Rows:
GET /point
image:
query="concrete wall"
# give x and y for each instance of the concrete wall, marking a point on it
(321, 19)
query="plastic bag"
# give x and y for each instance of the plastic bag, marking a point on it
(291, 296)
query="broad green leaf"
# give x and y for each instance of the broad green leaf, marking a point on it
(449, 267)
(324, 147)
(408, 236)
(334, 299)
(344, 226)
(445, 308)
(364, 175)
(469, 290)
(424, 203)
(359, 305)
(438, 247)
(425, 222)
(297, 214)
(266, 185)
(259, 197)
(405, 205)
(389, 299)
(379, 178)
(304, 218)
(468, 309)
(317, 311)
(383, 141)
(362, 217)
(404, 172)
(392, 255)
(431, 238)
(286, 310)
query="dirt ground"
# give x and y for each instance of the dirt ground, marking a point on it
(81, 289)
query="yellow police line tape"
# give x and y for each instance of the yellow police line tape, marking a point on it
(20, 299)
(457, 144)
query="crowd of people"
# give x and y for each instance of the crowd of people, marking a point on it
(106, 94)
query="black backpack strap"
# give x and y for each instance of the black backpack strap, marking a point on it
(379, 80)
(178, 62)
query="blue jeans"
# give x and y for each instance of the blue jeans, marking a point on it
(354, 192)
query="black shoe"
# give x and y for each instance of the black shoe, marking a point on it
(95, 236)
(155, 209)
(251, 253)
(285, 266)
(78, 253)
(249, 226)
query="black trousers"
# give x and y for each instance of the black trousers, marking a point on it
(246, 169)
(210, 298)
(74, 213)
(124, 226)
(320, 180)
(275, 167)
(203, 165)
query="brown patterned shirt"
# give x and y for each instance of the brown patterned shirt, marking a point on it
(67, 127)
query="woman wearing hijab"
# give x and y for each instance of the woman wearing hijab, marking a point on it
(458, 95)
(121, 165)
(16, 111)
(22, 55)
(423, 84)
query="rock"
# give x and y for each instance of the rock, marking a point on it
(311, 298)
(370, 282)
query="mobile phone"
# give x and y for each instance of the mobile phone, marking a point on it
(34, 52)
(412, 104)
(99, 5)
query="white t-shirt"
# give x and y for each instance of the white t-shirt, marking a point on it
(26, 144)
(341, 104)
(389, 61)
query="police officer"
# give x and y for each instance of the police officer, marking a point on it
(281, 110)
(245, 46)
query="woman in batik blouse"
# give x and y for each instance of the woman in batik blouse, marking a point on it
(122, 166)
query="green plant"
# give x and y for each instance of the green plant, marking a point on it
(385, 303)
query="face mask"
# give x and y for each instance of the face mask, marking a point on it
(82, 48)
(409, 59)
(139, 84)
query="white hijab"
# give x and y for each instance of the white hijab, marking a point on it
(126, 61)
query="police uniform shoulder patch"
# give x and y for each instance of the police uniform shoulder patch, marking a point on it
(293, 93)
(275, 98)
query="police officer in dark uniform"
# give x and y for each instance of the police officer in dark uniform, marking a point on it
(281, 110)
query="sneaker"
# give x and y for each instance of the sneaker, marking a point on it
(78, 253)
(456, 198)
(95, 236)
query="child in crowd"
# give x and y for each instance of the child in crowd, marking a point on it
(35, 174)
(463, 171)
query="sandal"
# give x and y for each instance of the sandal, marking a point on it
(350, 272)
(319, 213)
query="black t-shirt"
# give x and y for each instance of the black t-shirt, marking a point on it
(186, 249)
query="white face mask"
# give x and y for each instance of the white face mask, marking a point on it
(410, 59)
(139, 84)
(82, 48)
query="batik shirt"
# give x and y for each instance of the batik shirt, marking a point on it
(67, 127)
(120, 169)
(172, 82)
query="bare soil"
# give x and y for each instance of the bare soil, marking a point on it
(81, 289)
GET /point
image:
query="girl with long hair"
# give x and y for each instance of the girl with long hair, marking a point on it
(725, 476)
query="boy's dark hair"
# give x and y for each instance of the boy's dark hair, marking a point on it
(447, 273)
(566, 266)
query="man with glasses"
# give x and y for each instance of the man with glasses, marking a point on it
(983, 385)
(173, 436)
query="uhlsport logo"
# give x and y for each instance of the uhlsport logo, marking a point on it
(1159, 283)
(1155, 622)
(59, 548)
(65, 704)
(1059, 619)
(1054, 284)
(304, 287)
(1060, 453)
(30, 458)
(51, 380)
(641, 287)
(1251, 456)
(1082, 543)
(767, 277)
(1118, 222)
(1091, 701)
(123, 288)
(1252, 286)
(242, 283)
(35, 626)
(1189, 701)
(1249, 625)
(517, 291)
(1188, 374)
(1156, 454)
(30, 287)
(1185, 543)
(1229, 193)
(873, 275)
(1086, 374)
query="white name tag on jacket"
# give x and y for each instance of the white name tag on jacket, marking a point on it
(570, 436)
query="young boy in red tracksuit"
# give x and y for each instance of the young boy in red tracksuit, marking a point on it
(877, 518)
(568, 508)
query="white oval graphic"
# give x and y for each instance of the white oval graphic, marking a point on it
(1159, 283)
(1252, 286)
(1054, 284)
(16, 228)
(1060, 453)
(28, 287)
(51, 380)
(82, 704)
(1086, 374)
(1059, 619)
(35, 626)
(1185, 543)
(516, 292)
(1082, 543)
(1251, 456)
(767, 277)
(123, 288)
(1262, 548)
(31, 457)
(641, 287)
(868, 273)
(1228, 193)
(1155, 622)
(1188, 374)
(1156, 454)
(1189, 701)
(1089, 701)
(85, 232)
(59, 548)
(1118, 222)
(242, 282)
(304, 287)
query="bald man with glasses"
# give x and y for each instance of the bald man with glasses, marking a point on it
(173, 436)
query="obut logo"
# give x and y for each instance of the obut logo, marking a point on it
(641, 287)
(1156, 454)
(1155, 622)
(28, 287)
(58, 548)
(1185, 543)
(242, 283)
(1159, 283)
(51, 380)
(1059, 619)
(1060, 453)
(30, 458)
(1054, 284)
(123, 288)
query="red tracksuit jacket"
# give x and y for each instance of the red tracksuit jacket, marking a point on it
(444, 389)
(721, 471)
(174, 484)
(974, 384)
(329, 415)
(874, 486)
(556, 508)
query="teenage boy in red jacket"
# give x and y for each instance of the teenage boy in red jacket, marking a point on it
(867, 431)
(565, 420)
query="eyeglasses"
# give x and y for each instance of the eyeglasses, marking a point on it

Given problem: Recopy the entries above exactly, with every line included.

Answer in full:
GET /point
image:
query="concrete wall"
# give x and y for each instance of the concrete wall, marking a point on it
(321, 19)
query="plastic bag"
# give x and y for each instance of the plastic bag, marking a point on it
(291, 296)
query="broad green leaf"
# give x and y for each instance of the broad green leaf, marking a point on it
(449, 267)
(324, 147)
(408, 236)
(334, 299)
(344, 226)
(445, 308)
(364, 175)
(469, 290)
(424, 203)
(359, 305)
(438, 247)
(425, 222)
(297, 214)
(266, 185)
(259, 197)
(405, 205)
(389, 299)
(379, 178)
(304, 218)
(468, 309)
(317, 311)
(383, 141)
(362, 217)
(404, 172)
(392, 255)
(431, 238)
(286, 310)
query="dirt ground"
# give x and y for each instance of the dirt ground, marking a point on it
(81, 289)
query="yellow police line tape"
# give x and y for each instance of the yellow police line tape, marking a point on it
(20, 299)
(457, 144)
query="crowd of people"
# give x and y for each instance of the crowd of people, marking a point on it
(106, 94)
query="black backpack strap"
# give x and y for each instance of the black backpack strap, marking a point on it
(379, 80)
(178, 62)
query="blue jeans"
# give x and y for each instance of the blue jeans, marking a point on it
(354, 192)
query="black shoe"
# give x and y for each instance of the black shoe, marking a point on it
(95, 236)
(155, 209)
(251, 253)
(285, 266)
(78, 253)
(249, 226)
query="black trousers"
# give x and y for each instance of the black trousers, marking a point on it
(246, 169)
(210, 298)
(74, 213)
(124, 226)
(320, 180)
(275, 167)
(203, 165)
query="brown patterned shirt"
# give x and y for each instance of the brown patterned shirt, marking a point on it
(67, 127)
query="woman wearing hijab"
# give x and y for each instance of the woman wearing hijab, marking a point on it
(458, 95)
(121, 165)
(16, 111)
(22, 55)
(423, 84)
query="rock"
# give x and y for each instance of the rock, marking a point on it
(311, 298)
(370, 282)
query="mobile phone"
# give x and y for each instance of the mobile phone, marking a point on it
(34, 52)
(412, 104)
(99, 5)
query="white t-shirt"
# give x and y for each instance of the white t-shirt, marking a point on it
(26, 144)
(341, 104)
(389, 61)
query="police officer"
# give x and y for each instance of the police officer, marking a point on it
(281, 110)
(245, 46)
query="woman in batik blouse"
# give x and y for each instance of the woman in batik blouse, marking a point on it
(122, 166)
query="green plant"
# give x and y for each instance of the green plant, marking a point on it
(385, 303)
query="face mask"
# give x and y for each instance of the face mask, marking a point on it
(82, 48)
(409, 59)
(139, 84)
query="white hijab"
# give x and y for each instance of the white hijab, marking a point on it
(126, 61)
query="police uniform shoulder patch"
# give x and y for each instance of the police uniform shoulder patch, marking a point on it
(293, 93)
(275, 98)
query="police officer in dark uniform"
# give x and y for each instance of the police officer in dark uniform, marking a point on it
(281, 110)
query="sneaker"
# give x and y for each instance of the sneaker, marking a point on it
(78, 253)
(456, 198)
(95, 236)
query="child in crowd"
# give x and y for each instance of the child in crowd, marking a point on it
(35, 174)
(463, 171)
query="sandal"
# give x and y for each instance of the sandal, marking a point on it
(350, 272)
(319, 213)
query="black t-shirt"
# give x and y for each instance of the black t-shirt, marking a point on it
(186, 249)
query="white face mask"
# give x and y for each instance of the white face mask, marking a point on it
(410, 59)
(139, 84)
(82, 48)
query="batik shirt"
# give x and y for each instance of the batik shirt, marking a point on it
(67, 127)
(120, 169)
(172, 82)
query="bare soil"
# give x and y for each instance of the bare soil, marking a point on it
(81, 289)
GET /point
image:
query="girl with long hair"
# give x and y for each instance of the girl with long hair, marking a point on it
(725, 476)
query="boy's dark hair"
# give x and y for each instance of the boy's dark hair, marking a point on it
(447, 273)
(566, 266)
query="man with glasses"
# give x and y for each instance of the man with glasses, marking a point on it
(983, 385)
(173, 436)
query="uhlsport logo"
# give x and y for each instance of the uhlsport logo, marking a point on it
(1159, 283)
(1155, 622)
(59, 548)
(65, 704)
(1059, 619)
(1054, 284)
(304, 287)
(1060, 453)
(30, 458)
(51, 380)
(641, 287)
(1251, 456)
(1082, 543)
(767, 277)
(1118, 222)
(1091, 701)
(123, 288)
(1252, 286)
(242, 283)
(35, 626)
(1189, 701)
(1249, 625)
(517, 291)
(1188, 374)
(1156, 454)
(30, 287)
(1185, 543)
(1229, 193)
(873, 275)
(1086, 374)
query="white name tag on jacket"
# give x and y for each instance of the white name tag on jacket, marking a point on it
(570, 436)
query="young boy in red tracksuit"
# give x and y for each instance of the young boy in red tracksuit, marking a point on it
(877, 518)
(568, 508)
query="white oval graphic"
# give x and y for each instance of the white oval graphic, marking a point on it
(1159, 283)
(1252, 286)
(1054, 284)
(16, 228)
(1060, 453)
(28, 287)
(51, 380)
(82, 704)
(1086, 374)
(1059, 619)
(35, 626)
(1185, 543)
(516, 292)
(1082, 543)
(1251, 456)
(767, 277)
(123, 288)
(1262, 548)
(31, 457)
(641, 287)
(868, 273)
(1228, 193)
(1155, 622)
(1188, 374)
(1156, 454)
(1189, 701)
(1089, 701)
(85, 232)
(59, 548)
(1118, 222)
(242, 282)
(304, 287)
query="bald man with glasses"
# give x and y for each instance of the bald man with glasses, marking a point on it
(173, 436)
query="obut logo"
# give x and y for each instance of the obut logo, marking a point on it
(641, 287)
(1156, 454)
(1155, 622)
(28, 287)
(58, 548)
(1185, 543)
(242, 283)
(1159, 283)
(51, 380)
(1059, 619)
(1060, 453)
(30, 458)
(1054, 284)
(123, 288)
query="red tracksuit jacket"
# give x and y for each instance of the red tracksuit jacket, marking a point on it
(444, 389)
(721, 471)
(174, 484)
(974, 384)
(329, 415)
(874, 486)
(556, 508)
query="teenage boy in red jacket"
# give x and y for each instance of the teenage boy in red jacket, marking a point on it
(867, 431)
(565, 420)
query="eyeglasses"
# give x and y for each instance of the eyeglasses, marking a point on it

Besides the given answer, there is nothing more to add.